§ **TASK DETAILS**
Reproduce the lines of the records below, starting at the line that contains "Pick out each instance of the cracked" and ending at the line that contains "x=512 y=657", with "dirt path" swapped for "gravel trail" and nothing else altered.

◆ ◆ ◆ ◆ ◆ ◆ ◆

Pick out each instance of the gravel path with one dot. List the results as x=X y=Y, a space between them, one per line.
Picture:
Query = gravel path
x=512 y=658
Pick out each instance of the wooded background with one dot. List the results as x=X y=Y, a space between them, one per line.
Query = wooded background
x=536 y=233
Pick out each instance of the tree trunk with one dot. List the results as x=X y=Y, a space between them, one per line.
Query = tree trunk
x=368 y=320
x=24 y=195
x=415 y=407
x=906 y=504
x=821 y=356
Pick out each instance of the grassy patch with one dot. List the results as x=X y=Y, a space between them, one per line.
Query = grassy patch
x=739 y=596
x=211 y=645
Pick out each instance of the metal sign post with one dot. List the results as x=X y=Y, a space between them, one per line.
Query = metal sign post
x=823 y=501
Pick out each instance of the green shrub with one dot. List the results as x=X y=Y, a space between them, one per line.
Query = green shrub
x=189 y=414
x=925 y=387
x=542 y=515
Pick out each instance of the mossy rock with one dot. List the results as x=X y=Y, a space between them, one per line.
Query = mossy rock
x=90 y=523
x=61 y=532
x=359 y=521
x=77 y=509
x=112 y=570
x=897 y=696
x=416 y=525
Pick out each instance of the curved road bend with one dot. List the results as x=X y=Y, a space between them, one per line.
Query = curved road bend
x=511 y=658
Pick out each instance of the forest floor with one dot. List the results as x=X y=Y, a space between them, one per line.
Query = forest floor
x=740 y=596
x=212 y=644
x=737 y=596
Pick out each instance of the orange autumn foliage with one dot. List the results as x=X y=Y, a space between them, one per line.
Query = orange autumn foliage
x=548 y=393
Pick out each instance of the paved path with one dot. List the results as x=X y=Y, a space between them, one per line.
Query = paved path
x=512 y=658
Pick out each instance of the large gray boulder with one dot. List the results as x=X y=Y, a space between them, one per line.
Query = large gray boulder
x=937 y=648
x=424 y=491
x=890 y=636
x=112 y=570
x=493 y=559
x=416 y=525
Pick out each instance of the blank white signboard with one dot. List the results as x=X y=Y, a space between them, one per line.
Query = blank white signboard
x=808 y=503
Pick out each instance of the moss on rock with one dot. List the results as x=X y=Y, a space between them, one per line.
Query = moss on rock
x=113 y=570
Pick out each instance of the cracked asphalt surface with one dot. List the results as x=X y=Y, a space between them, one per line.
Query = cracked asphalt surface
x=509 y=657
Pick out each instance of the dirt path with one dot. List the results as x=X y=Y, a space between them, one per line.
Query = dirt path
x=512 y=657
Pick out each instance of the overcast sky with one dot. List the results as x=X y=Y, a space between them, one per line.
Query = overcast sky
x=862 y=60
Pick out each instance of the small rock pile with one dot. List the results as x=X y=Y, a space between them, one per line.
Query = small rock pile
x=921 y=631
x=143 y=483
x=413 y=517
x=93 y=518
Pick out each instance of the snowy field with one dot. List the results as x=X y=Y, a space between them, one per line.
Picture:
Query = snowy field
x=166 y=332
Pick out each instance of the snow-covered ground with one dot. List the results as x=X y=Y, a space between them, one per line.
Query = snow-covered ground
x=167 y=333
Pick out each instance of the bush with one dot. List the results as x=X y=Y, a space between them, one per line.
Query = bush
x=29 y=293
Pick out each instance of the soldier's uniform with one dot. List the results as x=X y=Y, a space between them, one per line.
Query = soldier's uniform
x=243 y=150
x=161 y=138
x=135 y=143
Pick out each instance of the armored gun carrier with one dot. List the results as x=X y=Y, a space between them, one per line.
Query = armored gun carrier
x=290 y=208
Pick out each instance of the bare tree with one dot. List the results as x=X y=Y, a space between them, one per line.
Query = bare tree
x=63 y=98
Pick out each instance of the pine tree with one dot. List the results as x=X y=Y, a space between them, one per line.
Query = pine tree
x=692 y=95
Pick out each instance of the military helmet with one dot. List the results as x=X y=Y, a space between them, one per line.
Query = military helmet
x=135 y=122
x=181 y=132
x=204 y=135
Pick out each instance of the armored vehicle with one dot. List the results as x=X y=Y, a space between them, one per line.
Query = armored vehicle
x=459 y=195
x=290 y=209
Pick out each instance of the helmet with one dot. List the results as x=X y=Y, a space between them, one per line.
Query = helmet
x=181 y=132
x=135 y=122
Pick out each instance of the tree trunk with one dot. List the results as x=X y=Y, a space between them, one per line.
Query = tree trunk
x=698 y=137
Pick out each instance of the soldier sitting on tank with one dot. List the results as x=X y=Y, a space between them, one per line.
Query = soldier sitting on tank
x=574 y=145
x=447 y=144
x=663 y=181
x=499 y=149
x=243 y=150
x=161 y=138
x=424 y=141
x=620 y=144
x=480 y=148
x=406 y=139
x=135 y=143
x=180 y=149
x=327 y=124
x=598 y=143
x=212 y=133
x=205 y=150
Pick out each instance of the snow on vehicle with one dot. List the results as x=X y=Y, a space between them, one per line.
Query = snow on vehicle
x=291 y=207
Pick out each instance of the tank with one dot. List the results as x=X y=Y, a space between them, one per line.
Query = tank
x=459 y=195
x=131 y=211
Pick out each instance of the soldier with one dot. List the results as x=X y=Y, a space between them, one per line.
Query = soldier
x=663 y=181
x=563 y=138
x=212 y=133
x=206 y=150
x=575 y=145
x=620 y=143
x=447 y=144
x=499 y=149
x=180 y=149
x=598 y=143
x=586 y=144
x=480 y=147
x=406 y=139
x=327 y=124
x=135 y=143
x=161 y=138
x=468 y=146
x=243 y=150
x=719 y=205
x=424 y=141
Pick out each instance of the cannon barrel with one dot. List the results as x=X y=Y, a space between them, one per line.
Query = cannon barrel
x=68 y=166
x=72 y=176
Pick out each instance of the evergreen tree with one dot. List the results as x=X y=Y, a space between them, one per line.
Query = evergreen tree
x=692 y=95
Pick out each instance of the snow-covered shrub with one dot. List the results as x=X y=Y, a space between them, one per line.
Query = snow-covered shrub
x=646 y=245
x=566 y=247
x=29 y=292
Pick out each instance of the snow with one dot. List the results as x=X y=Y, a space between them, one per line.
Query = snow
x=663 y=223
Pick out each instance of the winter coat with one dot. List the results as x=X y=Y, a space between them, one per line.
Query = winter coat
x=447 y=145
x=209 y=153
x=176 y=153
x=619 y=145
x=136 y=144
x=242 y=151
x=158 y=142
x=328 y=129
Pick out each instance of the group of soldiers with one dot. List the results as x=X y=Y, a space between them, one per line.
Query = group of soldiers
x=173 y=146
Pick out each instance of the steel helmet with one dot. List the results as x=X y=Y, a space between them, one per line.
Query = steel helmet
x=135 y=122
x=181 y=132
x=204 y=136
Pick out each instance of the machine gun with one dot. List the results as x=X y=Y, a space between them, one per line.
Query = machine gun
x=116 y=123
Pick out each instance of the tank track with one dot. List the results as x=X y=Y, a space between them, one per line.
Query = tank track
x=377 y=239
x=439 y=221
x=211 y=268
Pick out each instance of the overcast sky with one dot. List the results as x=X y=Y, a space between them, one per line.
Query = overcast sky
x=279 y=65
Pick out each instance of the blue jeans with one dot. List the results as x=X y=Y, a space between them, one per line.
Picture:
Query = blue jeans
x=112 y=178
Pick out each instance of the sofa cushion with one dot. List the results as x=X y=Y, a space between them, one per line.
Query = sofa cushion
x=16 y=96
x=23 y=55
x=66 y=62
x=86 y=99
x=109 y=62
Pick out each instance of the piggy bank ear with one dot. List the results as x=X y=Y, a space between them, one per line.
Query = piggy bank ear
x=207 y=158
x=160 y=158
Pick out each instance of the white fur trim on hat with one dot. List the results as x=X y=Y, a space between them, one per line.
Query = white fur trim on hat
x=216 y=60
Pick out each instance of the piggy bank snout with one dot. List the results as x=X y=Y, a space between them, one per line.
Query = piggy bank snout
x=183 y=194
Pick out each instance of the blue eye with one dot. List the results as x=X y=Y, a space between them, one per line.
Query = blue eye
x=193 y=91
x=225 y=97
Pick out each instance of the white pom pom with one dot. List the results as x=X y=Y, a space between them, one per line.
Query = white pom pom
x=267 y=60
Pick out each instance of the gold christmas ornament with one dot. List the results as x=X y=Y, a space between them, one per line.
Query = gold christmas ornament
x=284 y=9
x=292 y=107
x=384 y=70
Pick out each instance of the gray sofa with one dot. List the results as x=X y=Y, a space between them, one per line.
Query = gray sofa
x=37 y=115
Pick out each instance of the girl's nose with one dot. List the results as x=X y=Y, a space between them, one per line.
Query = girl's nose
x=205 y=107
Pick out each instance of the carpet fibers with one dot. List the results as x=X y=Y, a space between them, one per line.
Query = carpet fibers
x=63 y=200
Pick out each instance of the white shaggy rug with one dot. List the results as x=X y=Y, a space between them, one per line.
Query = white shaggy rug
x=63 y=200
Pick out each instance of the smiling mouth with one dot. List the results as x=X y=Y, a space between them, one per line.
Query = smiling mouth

◆ ◆ ◆ ◆ ◆ ◆ ◆

§ **COMPLETE RESPONSE**
Pick out each instance of the cracked asphalt surface with one dot. List the results as x=X y=Y, a space between them, one per line.
Query = cracked asphalt surface
x=509 y=657
Pick out each instance of the gravel trail with one dot. List the results as x=X y=Y, a space between them, one per line.
Query = gravel trail
x=512 y=657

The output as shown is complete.